++++ Data to use
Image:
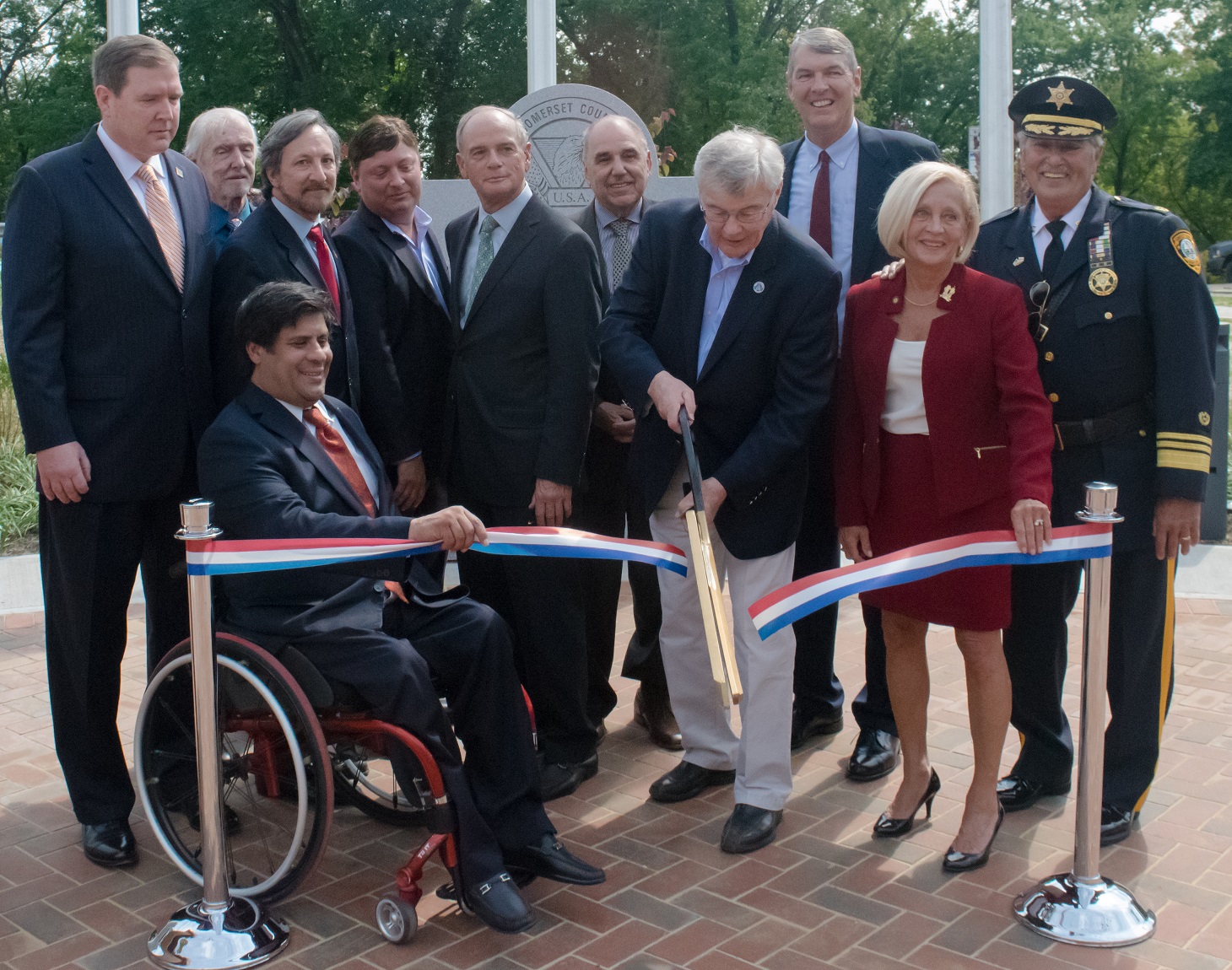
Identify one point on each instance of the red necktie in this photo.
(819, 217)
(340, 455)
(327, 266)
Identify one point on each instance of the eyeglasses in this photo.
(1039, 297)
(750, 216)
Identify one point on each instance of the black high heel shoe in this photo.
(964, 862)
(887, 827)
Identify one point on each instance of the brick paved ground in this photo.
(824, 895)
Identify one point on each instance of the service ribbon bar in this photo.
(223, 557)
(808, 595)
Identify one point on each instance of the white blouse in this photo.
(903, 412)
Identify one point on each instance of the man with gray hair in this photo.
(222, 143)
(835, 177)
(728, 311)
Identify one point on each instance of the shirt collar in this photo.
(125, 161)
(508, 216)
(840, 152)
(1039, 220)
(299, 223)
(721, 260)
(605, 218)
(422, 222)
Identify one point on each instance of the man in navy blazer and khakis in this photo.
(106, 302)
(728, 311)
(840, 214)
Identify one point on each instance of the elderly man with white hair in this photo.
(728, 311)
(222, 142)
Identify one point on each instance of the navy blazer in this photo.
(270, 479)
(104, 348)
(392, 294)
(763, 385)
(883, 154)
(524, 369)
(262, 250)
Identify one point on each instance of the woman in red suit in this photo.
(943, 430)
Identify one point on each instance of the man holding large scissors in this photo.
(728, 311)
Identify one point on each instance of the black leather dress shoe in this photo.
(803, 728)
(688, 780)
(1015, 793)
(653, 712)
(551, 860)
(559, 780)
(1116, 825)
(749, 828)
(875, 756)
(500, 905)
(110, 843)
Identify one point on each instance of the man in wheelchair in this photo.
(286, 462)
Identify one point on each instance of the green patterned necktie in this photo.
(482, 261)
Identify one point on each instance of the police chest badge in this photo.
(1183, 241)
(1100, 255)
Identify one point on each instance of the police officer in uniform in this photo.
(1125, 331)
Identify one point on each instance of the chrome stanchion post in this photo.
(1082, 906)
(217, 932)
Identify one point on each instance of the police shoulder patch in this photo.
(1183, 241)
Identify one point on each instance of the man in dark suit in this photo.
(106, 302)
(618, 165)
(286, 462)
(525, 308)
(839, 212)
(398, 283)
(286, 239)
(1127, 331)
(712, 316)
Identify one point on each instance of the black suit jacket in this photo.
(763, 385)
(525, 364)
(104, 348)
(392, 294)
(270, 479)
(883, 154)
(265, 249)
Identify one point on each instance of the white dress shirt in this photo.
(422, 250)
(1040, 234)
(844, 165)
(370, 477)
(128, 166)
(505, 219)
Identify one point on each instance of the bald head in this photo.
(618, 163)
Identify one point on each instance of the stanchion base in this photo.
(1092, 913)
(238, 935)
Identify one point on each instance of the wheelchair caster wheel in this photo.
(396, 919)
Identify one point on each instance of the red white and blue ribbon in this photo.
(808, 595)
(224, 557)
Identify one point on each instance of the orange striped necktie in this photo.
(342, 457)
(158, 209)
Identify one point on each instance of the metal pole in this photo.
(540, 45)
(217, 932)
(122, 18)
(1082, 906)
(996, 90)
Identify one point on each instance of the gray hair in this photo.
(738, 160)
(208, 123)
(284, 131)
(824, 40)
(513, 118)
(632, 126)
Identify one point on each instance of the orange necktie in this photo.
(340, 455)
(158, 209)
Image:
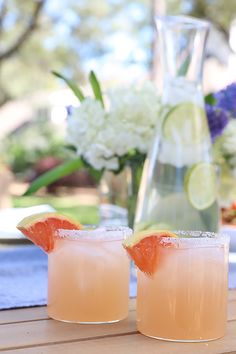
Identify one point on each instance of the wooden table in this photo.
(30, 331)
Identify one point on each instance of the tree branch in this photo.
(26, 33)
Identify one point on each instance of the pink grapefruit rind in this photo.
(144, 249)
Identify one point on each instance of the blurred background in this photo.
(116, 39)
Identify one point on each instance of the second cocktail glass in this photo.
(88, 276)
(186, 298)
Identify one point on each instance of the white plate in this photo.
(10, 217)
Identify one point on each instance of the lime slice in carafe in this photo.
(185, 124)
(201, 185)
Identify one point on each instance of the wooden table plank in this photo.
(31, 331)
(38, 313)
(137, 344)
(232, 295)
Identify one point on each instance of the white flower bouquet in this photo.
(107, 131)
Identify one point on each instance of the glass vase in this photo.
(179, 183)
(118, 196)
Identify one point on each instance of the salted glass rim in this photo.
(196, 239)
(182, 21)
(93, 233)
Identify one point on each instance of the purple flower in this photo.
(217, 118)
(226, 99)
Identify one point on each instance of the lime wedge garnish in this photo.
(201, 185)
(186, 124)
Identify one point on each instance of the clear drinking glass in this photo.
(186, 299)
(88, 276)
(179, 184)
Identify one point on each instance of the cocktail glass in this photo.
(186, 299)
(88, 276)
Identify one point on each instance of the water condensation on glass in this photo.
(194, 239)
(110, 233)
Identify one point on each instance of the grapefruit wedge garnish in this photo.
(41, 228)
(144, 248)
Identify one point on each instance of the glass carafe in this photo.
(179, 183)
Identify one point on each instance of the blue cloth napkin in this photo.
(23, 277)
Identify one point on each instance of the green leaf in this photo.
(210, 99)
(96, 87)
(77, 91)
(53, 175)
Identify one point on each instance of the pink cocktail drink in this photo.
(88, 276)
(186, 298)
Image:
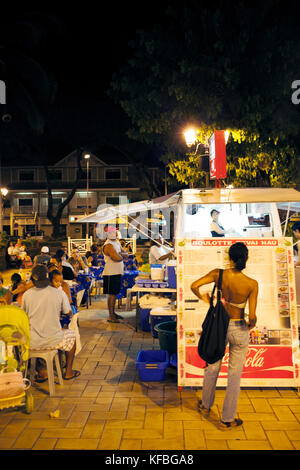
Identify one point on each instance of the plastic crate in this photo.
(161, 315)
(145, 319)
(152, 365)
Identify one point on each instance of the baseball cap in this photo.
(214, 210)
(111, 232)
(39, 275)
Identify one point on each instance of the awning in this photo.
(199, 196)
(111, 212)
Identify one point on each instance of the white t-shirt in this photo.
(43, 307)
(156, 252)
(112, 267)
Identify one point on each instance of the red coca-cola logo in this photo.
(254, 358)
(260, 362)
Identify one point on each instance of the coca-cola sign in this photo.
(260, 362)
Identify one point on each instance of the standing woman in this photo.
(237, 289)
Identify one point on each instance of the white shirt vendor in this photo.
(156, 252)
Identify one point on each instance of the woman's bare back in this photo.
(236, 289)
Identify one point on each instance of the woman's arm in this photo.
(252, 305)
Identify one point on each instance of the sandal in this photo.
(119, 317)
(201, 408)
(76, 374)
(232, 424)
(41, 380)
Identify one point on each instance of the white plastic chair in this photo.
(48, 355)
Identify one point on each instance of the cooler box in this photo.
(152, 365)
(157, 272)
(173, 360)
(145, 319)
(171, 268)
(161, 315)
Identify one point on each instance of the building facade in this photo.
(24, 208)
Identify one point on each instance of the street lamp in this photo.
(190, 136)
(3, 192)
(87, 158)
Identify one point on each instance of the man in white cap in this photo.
++++++++
Word for word, repeat all of the entries above, leaving out the pictures.

→ **Result for this task**
Image:
Identify one point on each instance of the red necktie in this photo.
(819, 217)
(340, 455)
(327, 266)
Identify one point on each instance of the eyeglasses in this photo.
(1039, 297)
(750, 216)
Identify one point on each instance of the black high heel shoe in this photo.
(964, 862)
(887, 827)
Identify one point on each instance of the brick paved ground in this photo.
(824, 895)
Identify one point on each instance of the service ribbon bar in this photo.
(223, 557)
(808, 595)
Identify one point on each instance of the white blouse in this photo.
(903, 412)
Identify one point on each instance of the man with gray hair in this photo.
(222, 143)
(835, 177)
(728, 311)
Identify one point on each instance of the shirt collar in this photo.
(125, 161)
(508, 216)
(840, 152)
(1039, 220)
(299, 223)
(721, 260)
(605, 218)
(422, 222)
Identify one point on each instance of the man in navy blazer and khakis in this photo.
(106, 302)
(728, 311)
(840, 214)
Identify one point on each instance of the elderly man with white hair in this photo.
(728, 311)
(222, 142)
Identify one point on each instance of the navy blazer in this photo.
(270, 479)
(104, 348)
(392, 294)
(763, 385)
(883, 154)
(524, 369)
(262, 250)
Identify one point on each instance of the woman in red suit in this photo.
(943, 430)
Identify one point on each instance of the man holding large scissors in this photo.
(728, 311)
Identify one point on each instance of the black leather dress shoe in this photo.
(803, 728)
(688, 780)
(1015, 793)
(653, 712)
(551, 860)
(559, 780)
(1116, 825)
(749, 828)
(875, 756)
(500, 905)
(110, 843)
Identify one point on each instance of the man in wheelchair in this photo.
(286, 462)
Identify one point on each instance of the green patterned necktie in this photo.
(482, 261)
Identify one point on each instance of the police chest badge in this photo.
(1183, 241)
(1100, 255)
Identify one point on each instance of the police officer in uniform in this photo.
(1125, 331)
Identify one point on each instance of the chrome stanchion post in this photo.
(1082, 906)
(217, 932)
Identify one point on each instance of the police shoulder patch in this photo.
(1183, 241)
Identify one point on each instance of the man in dark suit in this photo.
(106, 302)
(618, 165)
(286, 462)
(525, 308)
(839, 212)
(398, 283)
(286, 239)
(1127, 331)
(712, 316)
Identify one point on each instance of the black suit jacket in this photo.
(763, 385)
(525, 364)
(104, 348)
(392, 294)
(270, 479)
(883, 154)
(265, 249)
Identify one point on each instance of the white dress shirt in this photo.
(422, 250)
(1040, 234)
(844, 165)
(370, 477)
(128, 166)
(505, 219)
Identify one point on each instance of the bald head in this photo.
(618, 163)
Identify one point on each instance of the stanchion base in this photo.
(1092, 913)
(238, 935)
Identify one point on each instance of the wheelchair caster wheel in this photo.
(396, 919)
Identify one point on each instance of the red white and blue ribbon in this photo.
(808, 595)
(224, 557)
Identify one point on each instance of the orange striped necktie in this photo.
(342, 457)
(158, 209)
Identify one point on each instance of the metal pole in this photo.
(540, 45)
(217, 932)
(122, 18)
(1082, 906)
(996, 90)
Identify one point on each instance of the gray hair in this photo.
(738, 160)
(208, 123)
(284, 131)
(824, 40)
(513, 118)
(632, 126)
Identify one point on each instance of the orange necktie in this photo.
(340, 455)
(158, 209)
Image:
Identify one point on each instance of the wooden table in this photo.
(30, 331)
Identify one point on each instance of the tree branch in this photo.
(26, 33)
Identify one point on each instance of the pink grapefruit rind in this photo.
(144, 249)
Identify one point on each instance of the blurred background in this photo.
(116, 39)
Identify one point on each instance of the second cocktail glass in this photo.
(88, 276)
(186, 298)
Identify one point on each instance of the white plate in this photo.
(10, 217)
Identify one point on each instance of the lime slice in carafe in this photo.
(185, 124)
(201, 185)
Identify one point on each instance of the wooden table plank in this photo.
(31, 331)
(38, 313)
(137, 344)
(232, 295)
Identify one point on each instance of the white flower bouquet in this photo.
(107, 131)
Identify one point on each instance of the glass vase in this photo.
(179, 183)
(118, 196)
Identify one point on each instance of the salted glass rim in this photo.
(196, 239)
(182, 21)
(93, 233)
Identify one point on each instance of the purple flower in this photo.
(217, 118)
(226, 99)
Identify one point on each instance of the lime wedge garnish in this photo.
(201, 185)
(186, 124)
Identify one point on each instance of the clear drinking glass in this photo.
(186, 299)
(88, 276)
(179, 184)
Identify one point on each instance of the cocktail glass in this photo.
(186, 299)
(88, 276)
Identify one point on each instance of the water condensation on glass in this photo.
(194, 239)
(110, 233)
Identify one point on each instance of the grapefruit wedge garnish in this photo.
(41, 228)
(144, 248)
Identify one point on each instance of the glass carafe in this photo.
(179, 183)
Identify one point on each instance of the blue cloth napkin in this photo.
(23, 277)
Identify one point on each instance of the green leaf in this photo.
(210, 99)
(96, 87)
(77, 91)
(53, 175)
Identify one point on each instance of the pink cocktail drink in this photo.
(88, 276)
(186, 298)
Image:
Identify one point on each instance of the plastic crate in this photo.
(161, 315)
(145, 319)
(152, 365)
Identify one point on each instance of the baseball cap in this photo.
(214, 210)
(111, 232)
(39, 275)
Identify one point on each instance of the awning in this photo.
(199, 196)
(111, 212)
Identify one point on each instance of the white t-shirt in this photo.
(43, 307)
(156, 252)
(112, 267)
Identify one point on each instance of the red coca-cola logo in this photo.
(254, 358)
(260, 362)
Identify one point on each instance of the coca-cola sign in this photo.
(260, 362)
Identify one point on each instance of the standing woman in this photo.
(237, 289)
Identify one point on each instance of the white shirt vendor in this photo.
(156, 252)
Identify one point on each instance of the woman's bare back in this photo.
(236, 289)
Identify one point on each instance of the woman's arm in this photo.
(252, 305)
Identify one point on each instance of the sandal in this photo.
(119, 317)
(201, 408)
(76, 374)
(232, 424)
(41, 380)
Identify one point on each instance of the white plastic chair in this photo.
(48, 355)
Identify one point on each instance of the cooler box in this photo.
(152, 365)
(157, 272)
(173, 360)
(145, 319)
(171, 268)
(161, 315)
Identify one point on each instance of the building facade in this photo.
(24, 208)
Identify one point on each instance of the street lamp in this photo.
(190, 136)
(3, 192)
(87, 158)
Identify one point on each instance of the man in white cap in this photo.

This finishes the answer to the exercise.